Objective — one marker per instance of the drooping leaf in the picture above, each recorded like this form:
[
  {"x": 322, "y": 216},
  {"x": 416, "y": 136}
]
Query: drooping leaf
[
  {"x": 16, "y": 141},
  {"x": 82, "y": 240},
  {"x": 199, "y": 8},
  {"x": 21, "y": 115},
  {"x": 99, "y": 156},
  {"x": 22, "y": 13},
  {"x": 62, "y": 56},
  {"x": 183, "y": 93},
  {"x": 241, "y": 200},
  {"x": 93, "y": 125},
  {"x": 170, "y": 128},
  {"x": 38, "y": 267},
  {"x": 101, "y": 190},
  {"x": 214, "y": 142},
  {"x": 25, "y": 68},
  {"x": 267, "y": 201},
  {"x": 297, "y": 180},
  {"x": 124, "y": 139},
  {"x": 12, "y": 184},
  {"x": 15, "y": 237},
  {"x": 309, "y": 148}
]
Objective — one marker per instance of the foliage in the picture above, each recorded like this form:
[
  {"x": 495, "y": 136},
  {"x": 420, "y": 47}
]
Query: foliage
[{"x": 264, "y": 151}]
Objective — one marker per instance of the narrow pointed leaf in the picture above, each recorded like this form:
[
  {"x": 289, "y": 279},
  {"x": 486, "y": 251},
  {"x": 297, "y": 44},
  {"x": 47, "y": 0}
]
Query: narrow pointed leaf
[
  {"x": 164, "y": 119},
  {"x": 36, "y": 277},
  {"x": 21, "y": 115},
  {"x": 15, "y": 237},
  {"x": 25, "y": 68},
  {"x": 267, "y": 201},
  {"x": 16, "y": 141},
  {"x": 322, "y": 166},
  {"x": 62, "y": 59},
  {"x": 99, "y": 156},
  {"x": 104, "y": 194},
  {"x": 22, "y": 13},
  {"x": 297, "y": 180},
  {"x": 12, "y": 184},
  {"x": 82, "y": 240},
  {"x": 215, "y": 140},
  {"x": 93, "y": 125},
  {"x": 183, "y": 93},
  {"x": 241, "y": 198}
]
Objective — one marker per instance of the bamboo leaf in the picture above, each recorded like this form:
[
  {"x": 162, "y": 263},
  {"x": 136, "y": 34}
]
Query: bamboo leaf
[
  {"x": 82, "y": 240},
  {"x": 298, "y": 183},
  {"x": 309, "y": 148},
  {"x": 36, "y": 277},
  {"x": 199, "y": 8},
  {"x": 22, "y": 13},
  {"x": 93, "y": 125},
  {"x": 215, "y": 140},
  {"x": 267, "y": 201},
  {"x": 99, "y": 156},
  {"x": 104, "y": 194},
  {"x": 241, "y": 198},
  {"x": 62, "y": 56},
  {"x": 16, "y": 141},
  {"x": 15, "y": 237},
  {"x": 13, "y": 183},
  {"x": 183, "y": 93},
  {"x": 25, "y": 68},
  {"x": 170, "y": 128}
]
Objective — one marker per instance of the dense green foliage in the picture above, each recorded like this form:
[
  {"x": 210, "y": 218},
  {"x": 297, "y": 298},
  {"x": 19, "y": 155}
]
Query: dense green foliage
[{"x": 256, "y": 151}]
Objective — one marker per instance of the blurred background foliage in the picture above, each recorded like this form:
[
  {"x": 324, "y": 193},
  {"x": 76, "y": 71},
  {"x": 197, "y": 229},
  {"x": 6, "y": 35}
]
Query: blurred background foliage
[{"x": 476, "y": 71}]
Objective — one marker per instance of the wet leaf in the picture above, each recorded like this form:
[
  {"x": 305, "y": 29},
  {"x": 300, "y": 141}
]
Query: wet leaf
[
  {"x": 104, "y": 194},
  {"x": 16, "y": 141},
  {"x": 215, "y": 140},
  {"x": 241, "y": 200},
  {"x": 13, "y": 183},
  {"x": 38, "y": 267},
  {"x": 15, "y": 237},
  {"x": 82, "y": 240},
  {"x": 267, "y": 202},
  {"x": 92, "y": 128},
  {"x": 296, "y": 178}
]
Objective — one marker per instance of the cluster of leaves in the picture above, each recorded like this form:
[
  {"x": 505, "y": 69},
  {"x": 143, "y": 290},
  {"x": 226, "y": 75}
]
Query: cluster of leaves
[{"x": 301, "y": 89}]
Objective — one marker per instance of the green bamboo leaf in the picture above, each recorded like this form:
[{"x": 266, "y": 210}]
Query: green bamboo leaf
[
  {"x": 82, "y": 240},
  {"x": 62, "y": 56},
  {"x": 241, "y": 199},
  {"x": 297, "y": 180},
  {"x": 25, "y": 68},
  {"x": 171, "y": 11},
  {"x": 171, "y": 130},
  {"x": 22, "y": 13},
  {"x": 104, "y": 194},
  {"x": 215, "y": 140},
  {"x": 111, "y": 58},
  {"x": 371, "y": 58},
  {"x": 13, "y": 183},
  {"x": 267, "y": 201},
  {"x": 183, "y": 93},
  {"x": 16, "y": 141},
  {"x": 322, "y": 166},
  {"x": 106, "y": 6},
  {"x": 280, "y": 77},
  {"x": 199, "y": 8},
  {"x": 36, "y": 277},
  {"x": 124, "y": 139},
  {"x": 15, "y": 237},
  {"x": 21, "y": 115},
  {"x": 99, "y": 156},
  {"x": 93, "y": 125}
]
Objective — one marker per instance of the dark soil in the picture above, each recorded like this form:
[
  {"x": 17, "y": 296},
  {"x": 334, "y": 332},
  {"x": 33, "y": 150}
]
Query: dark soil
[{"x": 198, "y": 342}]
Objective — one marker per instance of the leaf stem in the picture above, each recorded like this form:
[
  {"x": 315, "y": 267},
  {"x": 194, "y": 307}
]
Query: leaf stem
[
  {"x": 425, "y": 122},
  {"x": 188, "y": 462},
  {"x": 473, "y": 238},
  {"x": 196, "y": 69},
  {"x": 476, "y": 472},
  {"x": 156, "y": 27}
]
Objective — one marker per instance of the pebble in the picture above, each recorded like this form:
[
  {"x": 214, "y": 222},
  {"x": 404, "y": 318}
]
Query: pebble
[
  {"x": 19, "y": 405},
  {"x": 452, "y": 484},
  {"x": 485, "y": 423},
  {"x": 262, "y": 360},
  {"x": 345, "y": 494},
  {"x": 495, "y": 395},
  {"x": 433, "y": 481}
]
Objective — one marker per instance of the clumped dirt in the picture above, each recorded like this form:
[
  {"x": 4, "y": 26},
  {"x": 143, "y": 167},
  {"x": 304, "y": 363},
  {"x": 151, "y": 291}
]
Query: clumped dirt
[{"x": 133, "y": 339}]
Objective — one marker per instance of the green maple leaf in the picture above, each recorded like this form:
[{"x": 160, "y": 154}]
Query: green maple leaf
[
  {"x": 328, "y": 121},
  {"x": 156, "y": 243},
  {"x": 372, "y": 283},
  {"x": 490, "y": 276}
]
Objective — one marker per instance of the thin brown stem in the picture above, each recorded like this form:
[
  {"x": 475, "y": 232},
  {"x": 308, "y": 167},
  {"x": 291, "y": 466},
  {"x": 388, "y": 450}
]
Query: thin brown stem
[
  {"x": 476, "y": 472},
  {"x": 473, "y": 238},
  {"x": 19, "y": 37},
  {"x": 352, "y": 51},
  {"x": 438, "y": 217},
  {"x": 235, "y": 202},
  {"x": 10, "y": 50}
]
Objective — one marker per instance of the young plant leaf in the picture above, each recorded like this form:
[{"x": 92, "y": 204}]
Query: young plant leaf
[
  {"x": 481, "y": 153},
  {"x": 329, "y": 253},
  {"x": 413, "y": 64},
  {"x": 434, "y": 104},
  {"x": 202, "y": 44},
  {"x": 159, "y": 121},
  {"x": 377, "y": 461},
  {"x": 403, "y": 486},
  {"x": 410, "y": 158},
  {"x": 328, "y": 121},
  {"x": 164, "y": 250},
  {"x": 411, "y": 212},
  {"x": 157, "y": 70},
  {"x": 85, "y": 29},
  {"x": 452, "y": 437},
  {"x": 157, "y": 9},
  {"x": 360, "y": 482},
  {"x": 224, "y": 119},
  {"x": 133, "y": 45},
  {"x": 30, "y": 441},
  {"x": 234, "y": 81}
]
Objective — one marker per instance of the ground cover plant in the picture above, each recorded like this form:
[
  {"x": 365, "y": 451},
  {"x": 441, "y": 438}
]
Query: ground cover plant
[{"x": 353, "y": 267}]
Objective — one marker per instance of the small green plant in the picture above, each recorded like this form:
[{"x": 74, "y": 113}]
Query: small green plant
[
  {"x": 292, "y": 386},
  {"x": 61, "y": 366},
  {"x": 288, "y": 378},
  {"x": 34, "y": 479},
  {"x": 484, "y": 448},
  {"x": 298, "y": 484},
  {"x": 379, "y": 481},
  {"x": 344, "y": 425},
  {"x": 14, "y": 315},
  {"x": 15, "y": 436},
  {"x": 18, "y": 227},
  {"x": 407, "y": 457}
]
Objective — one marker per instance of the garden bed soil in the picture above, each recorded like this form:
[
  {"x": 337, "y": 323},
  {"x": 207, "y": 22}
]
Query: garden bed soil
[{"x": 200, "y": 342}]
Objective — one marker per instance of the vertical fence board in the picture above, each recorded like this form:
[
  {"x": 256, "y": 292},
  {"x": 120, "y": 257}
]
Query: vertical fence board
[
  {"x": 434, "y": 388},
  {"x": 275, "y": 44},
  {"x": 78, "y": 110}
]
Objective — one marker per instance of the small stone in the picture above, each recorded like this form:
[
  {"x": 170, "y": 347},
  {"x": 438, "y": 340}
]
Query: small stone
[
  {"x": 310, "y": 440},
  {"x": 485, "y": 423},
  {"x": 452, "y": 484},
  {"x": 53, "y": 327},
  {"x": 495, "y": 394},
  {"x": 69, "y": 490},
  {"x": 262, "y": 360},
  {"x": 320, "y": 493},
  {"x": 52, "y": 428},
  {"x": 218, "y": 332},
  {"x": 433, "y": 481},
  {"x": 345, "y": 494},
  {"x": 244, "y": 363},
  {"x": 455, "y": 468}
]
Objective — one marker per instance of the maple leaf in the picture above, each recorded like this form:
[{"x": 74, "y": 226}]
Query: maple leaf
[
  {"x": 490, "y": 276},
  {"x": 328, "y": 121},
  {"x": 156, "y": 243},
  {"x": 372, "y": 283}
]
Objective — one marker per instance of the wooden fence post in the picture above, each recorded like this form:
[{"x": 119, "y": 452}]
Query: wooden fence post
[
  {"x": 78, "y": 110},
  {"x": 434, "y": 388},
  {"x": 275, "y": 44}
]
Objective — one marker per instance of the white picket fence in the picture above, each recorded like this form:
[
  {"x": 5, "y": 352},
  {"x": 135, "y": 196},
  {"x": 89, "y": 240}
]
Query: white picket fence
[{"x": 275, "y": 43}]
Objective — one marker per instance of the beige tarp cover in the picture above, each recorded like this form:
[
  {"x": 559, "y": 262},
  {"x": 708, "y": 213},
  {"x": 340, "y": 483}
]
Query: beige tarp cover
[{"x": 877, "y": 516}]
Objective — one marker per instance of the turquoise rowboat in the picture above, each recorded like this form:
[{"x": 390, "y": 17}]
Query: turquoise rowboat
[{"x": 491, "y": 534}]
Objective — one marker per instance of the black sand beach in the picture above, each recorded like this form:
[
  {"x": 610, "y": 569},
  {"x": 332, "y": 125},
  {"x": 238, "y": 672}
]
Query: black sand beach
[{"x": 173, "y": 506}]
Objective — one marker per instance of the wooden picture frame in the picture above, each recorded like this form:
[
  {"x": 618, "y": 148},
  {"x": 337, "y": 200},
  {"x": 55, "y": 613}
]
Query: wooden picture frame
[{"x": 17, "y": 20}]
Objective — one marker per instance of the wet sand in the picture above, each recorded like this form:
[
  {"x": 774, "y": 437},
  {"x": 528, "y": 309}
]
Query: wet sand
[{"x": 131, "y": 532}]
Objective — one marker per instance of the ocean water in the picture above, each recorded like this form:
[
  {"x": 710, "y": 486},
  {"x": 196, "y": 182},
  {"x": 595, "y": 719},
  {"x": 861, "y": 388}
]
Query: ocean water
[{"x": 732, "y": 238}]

DIRECTION:
What needs duplicating is the run of lines from the one containing "Objective — one marker per instance of the beige" through the last line of the entries above, exact and complete.

FINAL RESULT:
Objective — one marker per instance of the beige tarp cover in the picture above, each recorded like this form:
[
  {"x": 559, "y": 262},
  {"x": 708, "y": 213},
  {"x": 340, "y": 483}
]
Query: beige tarp cover
[{"x": 877, "y": 516}]
Objective — one marker per instance of the turquoise rowboat in the picture above, each recorded like this form:
[{"x": 390, "y": 17}]
Query: turquoise rowboat
[{"x": 491, "y": 534}]
Objective — one marker per instance of the black sand beach in the picture above, each recorded like this form:
[
  {"x": 610, "y": 569},
  {"x": 332, "y": 125},
  {"x": 238, "y": 672}
]
Query: black sand beach
[{"x": 173, "y": 506}]
Objective — one marker per instance of the wooden picture frame in the picture above, each recorded like this form:
[
  {"x": 618, "y": 148},
  {"x": 337, "y": 200},
  {"x": 55, "y": 613}
]
Query: wooden picture frame
[{"x": 17, "y": 20}]
Objective — one marker per instance of the wet sand in the picture above, each recorded like this form:
[
  {"x": 774, "y": 437},
  {"x": 528, "y": 309}
]
Query: wet sand
[{"x": 131, "y": 532}]
Objective — one marker per instance of the ocean water in the picture above, each recorded like this form:
[
  {"x": 710, "y": 486},
  {"x": 196, "y": 182},
  {"x": 595, "y": 719},
  {"x": 861, "y": 388}
]
Query: ocean water
[{"x": 732, "y": 238}]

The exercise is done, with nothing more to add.